[Stored records]
* Begin *

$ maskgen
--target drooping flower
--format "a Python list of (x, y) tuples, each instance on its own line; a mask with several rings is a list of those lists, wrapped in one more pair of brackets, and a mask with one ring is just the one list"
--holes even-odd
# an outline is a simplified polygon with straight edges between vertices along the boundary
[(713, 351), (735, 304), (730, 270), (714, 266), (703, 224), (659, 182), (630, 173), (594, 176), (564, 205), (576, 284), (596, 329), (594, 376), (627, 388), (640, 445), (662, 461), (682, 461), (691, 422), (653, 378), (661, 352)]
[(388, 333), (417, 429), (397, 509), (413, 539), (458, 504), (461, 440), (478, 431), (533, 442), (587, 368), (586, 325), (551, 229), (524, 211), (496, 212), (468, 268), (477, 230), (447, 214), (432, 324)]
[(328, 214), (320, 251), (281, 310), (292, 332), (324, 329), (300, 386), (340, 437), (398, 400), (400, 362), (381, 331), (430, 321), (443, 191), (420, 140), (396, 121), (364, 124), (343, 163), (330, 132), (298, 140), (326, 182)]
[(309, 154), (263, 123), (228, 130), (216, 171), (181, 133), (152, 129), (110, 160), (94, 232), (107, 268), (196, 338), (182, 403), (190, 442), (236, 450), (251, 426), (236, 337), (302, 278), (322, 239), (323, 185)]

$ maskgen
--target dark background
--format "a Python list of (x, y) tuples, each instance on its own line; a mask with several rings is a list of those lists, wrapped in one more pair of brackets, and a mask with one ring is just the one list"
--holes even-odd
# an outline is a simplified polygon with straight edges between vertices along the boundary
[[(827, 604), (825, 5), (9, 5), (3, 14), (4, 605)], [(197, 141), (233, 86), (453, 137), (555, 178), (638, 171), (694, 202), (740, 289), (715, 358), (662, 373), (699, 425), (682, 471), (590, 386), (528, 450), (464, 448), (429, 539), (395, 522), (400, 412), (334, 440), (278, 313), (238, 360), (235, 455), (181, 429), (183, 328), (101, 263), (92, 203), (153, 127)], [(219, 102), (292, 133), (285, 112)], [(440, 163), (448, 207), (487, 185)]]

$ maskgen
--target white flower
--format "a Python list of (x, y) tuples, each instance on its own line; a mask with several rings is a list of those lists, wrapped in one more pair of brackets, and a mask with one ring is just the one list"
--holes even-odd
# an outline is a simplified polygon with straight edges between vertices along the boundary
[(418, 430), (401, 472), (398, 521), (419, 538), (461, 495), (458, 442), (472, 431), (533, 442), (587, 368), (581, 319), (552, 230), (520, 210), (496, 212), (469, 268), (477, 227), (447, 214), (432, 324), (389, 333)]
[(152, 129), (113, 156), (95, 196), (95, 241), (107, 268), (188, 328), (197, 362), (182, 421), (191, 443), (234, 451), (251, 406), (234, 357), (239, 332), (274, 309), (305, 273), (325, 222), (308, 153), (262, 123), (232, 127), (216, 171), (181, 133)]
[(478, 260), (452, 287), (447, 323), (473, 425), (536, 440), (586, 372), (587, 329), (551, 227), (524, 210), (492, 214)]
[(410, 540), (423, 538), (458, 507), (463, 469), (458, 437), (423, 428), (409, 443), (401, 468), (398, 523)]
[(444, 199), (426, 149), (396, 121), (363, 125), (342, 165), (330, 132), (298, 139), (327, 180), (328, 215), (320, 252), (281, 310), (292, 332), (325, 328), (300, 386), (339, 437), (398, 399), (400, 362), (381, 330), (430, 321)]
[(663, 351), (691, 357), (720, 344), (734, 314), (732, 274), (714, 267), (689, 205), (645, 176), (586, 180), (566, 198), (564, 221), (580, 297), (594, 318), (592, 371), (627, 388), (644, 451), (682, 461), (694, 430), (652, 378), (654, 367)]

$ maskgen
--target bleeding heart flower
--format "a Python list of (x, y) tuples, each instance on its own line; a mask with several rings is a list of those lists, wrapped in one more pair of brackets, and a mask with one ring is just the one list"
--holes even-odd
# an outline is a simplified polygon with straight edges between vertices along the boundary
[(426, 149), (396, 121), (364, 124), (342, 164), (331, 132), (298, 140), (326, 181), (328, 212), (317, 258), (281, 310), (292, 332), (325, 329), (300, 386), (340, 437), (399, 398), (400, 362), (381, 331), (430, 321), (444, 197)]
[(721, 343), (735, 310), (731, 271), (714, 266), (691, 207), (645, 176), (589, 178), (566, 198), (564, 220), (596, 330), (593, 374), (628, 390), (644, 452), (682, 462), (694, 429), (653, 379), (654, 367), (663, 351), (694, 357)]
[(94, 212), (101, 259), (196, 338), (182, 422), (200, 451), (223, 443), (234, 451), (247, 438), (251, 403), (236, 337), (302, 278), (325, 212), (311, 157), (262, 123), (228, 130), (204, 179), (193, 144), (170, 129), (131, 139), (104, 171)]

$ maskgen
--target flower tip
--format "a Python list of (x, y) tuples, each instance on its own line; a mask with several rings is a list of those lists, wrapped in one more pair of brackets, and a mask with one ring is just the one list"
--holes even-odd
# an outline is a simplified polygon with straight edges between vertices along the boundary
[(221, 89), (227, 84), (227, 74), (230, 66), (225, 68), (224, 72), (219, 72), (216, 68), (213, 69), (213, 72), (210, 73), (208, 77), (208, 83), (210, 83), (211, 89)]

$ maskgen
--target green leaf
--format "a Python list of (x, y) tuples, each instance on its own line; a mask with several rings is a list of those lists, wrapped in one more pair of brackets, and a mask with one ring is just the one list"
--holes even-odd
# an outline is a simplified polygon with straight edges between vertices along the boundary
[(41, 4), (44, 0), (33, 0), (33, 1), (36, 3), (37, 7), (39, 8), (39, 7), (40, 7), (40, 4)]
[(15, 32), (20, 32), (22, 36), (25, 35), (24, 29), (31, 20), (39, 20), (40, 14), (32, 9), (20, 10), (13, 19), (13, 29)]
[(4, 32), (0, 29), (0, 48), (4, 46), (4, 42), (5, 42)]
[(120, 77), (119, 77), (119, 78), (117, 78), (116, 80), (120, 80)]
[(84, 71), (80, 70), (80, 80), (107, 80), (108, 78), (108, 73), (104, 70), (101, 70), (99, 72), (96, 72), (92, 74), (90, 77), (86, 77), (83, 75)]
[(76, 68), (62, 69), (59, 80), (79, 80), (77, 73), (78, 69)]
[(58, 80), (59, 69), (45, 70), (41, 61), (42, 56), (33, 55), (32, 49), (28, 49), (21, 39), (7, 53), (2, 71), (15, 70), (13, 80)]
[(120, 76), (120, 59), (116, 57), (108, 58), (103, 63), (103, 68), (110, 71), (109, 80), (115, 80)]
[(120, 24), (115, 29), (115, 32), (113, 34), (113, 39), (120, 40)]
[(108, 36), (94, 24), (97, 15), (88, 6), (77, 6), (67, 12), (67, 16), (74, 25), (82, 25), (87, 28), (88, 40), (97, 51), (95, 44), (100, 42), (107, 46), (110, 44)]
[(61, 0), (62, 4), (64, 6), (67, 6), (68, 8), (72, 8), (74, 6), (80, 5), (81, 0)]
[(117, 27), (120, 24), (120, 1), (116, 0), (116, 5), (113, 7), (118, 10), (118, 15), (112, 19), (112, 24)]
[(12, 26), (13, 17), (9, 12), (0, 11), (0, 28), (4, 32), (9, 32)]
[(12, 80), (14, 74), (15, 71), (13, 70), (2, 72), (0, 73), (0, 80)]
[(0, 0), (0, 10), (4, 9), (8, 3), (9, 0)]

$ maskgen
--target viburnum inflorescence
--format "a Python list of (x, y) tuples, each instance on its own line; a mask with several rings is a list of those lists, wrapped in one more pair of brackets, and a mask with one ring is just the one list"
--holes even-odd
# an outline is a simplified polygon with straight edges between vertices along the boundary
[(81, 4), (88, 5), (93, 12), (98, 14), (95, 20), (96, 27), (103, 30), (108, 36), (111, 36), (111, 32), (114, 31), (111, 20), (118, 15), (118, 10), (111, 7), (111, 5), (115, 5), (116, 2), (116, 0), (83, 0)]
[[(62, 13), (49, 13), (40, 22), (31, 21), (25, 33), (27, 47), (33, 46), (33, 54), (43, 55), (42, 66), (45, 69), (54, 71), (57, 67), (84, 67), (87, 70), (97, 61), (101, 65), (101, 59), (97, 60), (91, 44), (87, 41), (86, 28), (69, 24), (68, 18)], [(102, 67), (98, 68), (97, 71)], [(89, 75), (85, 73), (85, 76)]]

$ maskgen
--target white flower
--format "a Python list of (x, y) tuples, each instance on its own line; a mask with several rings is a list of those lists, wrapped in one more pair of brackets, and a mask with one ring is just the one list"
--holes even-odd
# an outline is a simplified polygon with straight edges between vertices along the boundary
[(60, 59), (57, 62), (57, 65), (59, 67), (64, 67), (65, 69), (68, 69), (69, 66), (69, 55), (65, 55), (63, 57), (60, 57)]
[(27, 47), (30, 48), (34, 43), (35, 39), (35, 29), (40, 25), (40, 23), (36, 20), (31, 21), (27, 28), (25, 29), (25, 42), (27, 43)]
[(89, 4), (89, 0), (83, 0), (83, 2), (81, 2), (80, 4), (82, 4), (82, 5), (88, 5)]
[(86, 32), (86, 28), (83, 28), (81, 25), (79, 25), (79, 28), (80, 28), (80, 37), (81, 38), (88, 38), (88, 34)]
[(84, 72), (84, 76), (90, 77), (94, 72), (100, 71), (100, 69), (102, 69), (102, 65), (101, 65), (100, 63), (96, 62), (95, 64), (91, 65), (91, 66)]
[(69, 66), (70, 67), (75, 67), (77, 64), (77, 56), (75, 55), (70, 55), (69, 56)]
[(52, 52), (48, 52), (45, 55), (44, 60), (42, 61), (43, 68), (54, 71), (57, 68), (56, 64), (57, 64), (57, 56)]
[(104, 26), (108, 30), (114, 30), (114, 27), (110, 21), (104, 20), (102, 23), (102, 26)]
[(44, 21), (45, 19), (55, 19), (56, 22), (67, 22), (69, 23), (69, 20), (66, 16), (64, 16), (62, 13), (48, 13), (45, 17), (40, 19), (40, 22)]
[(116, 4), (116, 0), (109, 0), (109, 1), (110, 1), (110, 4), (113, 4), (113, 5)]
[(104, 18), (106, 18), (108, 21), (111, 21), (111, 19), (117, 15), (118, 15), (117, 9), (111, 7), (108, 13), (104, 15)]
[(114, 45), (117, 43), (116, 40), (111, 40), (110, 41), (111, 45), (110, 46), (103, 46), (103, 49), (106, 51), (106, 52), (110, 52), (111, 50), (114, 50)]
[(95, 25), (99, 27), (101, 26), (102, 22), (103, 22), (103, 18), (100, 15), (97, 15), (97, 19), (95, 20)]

* End *

> **Problem to work on**
Quote these lines verbatim, beginning with the first line of the stored records and stopping after the line that contains "140), (326, 182)]".

> **Finished exercise**
$ maskgen
--target drooping flower
--format "a Python list of (x, y) tuples, each instance on its own line; a mask with several rings is a list of those lists, wrapped in one more pair of brackets, and a mask with one ring is just the one list"
--holes even-odd
# an outline is a simplified polygon with straight edges between vertices along the boundary
[(713, 351), (735, 304), (730, 270), (714, 266), (703, 224), (659, 182), (630, 173), (594, 176), (564, 205), (576, 284), (596, 329), (594, 376), (627, 388), (640, 445), (662, 461), (682, 461), (691, 422), (653, 378), (661, 352)]
[(388, 333), (417, 429), (397, 509), (413, 539), (458, 504), (461, 440), (478, 431), (533, 442), (587, 368), (586, 325), (551, 229), (524, 211), (496, 212), (468, 268), (477, 230), (447, 214), (432, 324)]
[(328, 214), (320, 251), (281, 310), (292, 332), (324, 329), (300, 386), (340, 437), (398, 400), (400, 362), (381, 331), (430, 321), (443, 191), (420, 140), (396, 121), (364, 124), (343, 163), (330, 132), (298, 140), (326, 182)]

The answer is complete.